* [Your task]
Beginning at the line that contains "x=239, y=298" and ending at the last line of the entries, write out each line exactly; include nothing outside that span.
[[ Material supplied open ]]
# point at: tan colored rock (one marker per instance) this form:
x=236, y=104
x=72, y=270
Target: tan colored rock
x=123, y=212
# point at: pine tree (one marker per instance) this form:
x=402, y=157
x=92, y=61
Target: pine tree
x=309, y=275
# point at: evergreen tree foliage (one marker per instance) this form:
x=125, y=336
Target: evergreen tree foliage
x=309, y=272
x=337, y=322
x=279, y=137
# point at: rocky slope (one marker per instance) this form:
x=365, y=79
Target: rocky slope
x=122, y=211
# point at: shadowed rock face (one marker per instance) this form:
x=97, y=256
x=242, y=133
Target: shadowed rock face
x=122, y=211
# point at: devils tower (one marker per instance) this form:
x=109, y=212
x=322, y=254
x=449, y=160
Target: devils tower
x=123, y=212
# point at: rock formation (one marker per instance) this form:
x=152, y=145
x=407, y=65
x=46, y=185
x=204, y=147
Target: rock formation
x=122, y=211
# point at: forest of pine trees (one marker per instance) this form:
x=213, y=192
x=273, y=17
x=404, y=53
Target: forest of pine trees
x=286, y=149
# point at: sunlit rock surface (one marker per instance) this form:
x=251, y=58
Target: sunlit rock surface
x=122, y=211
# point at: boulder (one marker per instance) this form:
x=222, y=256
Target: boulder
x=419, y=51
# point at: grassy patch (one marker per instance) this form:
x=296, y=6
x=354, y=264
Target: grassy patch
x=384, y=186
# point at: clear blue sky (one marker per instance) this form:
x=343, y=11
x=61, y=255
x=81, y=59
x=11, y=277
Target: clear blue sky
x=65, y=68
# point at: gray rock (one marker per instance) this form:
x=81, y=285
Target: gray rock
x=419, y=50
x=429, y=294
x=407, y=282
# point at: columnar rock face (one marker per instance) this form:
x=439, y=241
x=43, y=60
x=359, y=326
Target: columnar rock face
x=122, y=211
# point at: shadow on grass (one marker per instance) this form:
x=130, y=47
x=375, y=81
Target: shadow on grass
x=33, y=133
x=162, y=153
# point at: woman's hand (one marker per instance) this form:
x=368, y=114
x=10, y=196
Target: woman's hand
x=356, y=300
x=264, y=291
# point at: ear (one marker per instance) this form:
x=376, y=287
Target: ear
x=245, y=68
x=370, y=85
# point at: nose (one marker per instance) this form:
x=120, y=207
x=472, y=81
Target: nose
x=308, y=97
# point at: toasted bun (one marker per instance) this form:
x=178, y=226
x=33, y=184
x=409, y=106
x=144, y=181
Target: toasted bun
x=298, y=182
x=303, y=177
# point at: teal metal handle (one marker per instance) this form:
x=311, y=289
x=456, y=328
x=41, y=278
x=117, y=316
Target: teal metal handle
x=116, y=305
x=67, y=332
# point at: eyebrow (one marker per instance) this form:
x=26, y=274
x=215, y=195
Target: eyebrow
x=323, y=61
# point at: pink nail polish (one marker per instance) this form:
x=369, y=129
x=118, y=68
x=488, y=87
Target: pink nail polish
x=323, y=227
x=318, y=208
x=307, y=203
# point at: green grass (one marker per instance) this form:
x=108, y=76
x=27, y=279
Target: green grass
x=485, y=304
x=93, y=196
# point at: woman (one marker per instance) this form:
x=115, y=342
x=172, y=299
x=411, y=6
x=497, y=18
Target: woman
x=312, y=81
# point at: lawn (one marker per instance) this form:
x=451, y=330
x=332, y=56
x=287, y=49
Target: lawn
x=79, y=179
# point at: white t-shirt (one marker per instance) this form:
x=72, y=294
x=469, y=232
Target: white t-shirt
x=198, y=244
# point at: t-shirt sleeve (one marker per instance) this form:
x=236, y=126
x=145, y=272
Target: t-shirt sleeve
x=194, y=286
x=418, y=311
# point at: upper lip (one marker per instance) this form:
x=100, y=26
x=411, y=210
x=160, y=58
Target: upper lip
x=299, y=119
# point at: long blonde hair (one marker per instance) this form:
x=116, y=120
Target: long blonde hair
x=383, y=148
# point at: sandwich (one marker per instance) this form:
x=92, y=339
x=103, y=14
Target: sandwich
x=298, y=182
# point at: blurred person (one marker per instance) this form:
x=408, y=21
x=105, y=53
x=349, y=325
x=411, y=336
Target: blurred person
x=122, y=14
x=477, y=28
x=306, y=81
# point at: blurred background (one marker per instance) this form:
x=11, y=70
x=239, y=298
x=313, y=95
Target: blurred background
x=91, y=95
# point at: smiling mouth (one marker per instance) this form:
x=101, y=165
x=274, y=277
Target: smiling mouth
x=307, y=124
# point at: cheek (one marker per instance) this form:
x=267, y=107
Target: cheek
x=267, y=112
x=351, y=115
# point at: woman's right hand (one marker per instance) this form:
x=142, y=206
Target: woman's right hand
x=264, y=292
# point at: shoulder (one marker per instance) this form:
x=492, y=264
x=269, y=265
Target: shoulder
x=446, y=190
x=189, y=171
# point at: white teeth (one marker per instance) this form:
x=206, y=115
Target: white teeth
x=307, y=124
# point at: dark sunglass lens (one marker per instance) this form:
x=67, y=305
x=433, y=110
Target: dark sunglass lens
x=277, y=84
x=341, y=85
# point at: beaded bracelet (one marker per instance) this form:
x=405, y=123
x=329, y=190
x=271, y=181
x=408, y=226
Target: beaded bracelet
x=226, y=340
[[ Material supplied closed ]]
* [Response box]
x=239, y=298
x=313, y=95
Target: blurred background
x=91, y=95
# point at: smiling mouth (one marker per instance) this form:
x=101, y=165
x=274, y=277
Target: smiling mouth
x=307, y=124
# point at: cheek (one marker per instance) this form:
x=267, y=107
Target: cheek
x=267, y=112
x=351, y=115
# point at: woman's right hand (one marker per instance) this form:
x=142, y=206
Target: woman's right hand
x=264, y=292
# point at: shoulder (one marker per instance) this form:
x=492, y=264
x=269, y=265
Target: shoulder
x=446, y=190
x=189, y=171
# point at: white teeth (one marker per instance) this form:
x=206, y=115
Target: white teeth
x=307, y=124
# point at: dark sunglass lens (one marker per instance) this form:
x=67, y=305
x=433, y=110
Target: dark sunglass lens
x=277, y=84
x=341, y=85
# point at: beaded bracelet (one marker per instance) this form:
x=405, y=123
x=329, y=190
x=271, y=181
x=408, y=226
Target: beaded bracelet
x=226, y=340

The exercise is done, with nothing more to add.